Atrapados en el calor y la contaminación de la ciudad, ya sea caminando por las calles o confinados en casa por la actual pandemia mundial, lo primero que viene a nuestras mentes es el deseo de poder resguardarnos bajo un árbol, caminar libremente por un bosque o reposar plácidamente a la sombra de una palmera a la orilla del mar.

Es así que vemos cómo la crisis por el COVID-19 nos ha hecho más sensibles a muchas riquezas con las que contábamos, pero que por la modernidad hemos ido dejando de lado, como el valor de los bosques y selvas y la importante participación de uno de sus principales integrantes, los árboles.

A fin de recuperar la importancia de estas fábricas de oxígeno, el 1 de junio de 1959 se formuló el decreto presidencial para dar origen a la celebración del Mes del Bosque, enmarcado por una fiesta que tendría desde entonces al segundo jueves como el “Día del Árbol en México”.

◇ ◇ ◇ ◇ ◇

Continúa el texto sobre el Día del Árbol en México a partir de su última oración.

DATOS PROPORCIONADOS:
◇ ◇ ◇ ◇ ◇

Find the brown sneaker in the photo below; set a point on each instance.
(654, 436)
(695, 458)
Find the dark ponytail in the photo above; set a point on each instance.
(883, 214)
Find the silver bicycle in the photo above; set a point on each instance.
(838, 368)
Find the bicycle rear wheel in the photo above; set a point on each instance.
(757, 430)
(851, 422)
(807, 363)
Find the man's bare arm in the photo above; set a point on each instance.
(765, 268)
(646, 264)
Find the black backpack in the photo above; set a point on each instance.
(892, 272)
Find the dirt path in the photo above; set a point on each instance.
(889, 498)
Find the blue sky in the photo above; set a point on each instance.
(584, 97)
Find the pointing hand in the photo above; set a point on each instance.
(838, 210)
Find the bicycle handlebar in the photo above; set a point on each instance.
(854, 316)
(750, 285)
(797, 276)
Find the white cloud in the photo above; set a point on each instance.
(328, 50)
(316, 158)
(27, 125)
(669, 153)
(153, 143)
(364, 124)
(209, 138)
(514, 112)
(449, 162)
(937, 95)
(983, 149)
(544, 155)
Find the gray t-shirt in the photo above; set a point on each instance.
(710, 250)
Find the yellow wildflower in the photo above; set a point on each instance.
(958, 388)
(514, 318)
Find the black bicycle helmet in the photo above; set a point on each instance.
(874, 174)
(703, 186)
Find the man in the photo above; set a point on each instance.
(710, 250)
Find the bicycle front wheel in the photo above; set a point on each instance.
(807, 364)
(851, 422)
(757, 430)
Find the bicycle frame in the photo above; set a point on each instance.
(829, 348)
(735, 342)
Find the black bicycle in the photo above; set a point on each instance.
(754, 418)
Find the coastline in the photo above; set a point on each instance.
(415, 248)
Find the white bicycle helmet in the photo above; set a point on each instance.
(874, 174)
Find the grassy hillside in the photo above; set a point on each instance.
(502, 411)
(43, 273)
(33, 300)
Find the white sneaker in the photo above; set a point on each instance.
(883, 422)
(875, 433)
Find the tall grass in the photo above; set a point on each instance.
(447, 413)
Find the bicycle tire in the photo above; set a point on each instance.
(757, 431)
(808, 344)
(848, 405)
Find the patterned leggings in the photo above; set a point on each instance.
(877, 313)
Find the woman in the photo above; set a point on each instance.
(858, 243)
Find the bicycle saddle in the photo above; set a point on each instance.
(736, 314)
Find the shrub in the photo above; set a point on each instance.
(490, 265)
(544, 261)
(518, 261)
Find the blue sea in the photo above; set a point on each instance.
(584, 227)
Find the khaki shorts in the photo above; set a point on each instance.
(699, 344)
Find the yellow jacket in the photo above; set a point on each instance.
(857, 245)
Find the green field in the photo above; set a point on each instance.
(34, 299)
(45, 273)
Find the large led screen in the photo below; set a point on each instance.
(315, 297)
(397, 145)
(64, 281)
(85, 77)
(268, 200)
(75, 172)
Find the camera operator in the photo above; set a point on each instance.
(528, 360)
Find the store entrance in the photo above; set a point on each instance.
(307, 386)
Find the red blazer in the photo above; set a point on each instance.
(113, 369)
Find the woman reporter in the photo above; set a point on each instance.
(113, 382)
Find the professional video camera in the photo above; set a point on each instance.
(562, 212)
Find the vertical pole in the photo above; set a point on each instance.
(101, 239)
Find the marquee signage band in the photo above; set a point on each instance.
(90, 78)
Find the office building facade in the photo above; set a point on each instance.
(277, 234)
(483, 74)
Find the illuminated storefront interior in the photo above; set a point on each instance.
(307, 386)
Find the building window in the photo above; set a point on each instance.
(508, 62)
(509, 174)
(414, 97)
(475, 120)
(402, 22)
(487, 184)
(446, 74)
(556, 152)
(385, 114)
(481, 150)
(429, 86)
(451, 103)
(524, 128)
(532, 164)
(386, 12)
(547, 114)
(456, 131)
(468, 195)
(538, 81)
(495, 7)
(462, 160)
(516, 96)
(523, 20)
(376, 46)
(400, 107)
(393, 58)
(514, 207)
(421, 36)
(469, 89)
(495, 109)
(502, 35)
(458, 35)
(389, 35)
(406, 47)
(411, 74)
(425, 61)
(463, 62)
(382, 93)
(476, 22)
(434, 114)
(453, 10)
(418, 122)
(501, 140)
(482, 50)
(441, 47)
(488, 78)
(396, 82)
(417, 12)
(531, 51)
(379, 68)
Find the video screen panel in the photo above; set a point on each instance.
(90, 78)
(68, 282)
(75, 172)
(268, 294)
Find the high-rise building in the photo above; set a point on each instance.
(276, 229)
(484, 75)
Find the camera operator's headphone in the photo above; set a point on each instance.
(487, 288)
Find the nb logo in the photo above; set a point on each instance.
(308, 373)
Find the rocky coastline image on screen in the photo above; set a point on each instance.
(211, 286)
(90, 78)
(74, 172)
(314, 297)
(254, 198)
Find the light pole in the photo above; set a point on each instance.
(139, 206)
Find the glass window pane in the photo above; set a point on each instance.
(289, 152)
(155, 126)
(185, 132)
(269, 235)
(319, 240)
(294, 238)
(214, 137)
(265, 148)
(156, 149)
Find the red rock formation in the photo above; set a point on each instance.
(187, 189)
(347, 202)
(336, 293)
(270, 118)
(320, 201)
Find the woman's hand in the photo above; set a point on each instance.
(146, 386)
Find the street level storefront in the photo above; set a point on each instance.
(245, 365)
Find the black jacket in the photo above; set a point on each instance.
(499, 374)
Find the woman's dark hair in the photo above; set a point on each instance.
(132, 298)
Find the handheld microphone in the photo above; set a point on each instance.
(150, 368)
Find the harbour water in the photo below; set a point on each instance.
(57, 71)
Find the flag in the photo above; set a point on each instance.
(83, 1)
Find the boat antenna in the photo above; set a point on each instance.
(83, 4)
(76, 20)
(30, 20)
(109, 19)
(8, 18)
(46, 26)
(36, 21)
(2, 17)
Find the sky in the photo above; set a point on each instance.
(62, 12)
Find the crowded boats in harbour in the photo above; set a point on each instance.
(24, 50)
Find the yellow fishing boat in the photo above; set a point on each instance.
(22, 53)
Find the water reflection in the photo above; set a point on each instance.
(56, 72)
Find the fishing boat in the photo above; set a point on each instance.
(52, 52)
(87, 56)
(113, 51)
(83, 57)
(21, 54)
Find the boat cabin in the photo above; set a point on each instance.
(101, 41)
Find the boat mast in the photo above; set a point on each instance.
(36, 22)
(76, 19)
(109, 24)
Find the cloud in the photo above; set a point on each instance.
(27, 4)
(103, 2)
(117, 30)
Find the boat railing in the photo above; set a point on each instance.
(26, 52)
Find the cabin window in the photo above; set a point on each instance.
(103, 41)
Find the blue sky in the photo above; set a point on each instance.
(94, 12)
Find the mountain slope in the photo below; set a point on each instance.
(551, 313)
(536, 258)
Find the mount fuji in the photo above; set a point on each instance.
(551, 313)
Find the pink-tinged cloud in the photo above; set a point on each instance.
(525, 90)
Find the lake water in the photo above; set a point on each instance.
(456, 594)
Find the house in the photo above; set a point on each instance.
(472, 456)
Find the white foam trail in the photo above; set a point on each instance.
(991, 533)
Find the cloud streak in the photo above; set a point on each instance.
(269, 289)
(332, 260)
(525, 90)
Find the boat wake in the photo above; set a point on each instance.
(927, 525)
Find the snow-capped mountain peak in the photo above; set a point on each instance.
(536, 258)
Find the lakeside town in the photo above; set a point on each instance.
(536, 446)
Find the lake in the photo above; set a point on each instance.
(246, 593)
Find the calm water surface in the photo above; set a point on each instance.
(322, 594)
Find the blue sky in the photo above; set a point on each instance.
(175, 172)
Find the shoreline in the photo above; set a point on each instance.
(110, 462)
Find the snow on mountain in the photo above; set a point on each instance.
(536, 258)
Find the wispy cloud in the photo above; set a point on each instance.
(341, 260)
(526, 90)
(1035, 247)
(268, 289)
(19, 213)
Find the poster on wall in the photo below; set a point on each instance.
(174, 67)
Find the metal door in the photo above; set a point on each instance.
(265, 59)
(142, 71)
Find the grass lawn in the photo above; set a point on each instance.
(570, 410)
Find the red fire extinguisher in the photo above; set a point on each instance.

◇ ◇ ◇ ◇ ◇

RESPUESTA:
El objetivo es recordar el papel preponderante de estos seres vivientes, que por milenios se han encargado de generar oxígeno, capturar el carbono y regular los ciclos del agua del planeta. Procesos naturales que hoy se encuentran severamente afectados por las actividades antropogénicas.

Tal y como lo ha señalado en varias ocasiones el secretario del Medio Ambiente, Víctor M. Toledo, desde la Revolución Industrial, el desarrollo del ser humano se ha basado en un sistema predatorio que ha tenido como fin el crecimiento de la sociedad a costa de una explotación desmedida, como si los recursos fueran interminables o su capacidad de recuperación nunca pudiera ser rebasada.

Sin embargo, el crecimiento de la población bajo esta visión insostenible trajo como resultado que hoy se haya rebasado la capacidad de recuperación de los ecosistemas. Por ello, para este año se requerirían cerca de 1.75 planetas Tierra para satisfacer la demanda de la población mundial, según la huella ecológica estimada por el Fondo Mundial para la Naturaleza.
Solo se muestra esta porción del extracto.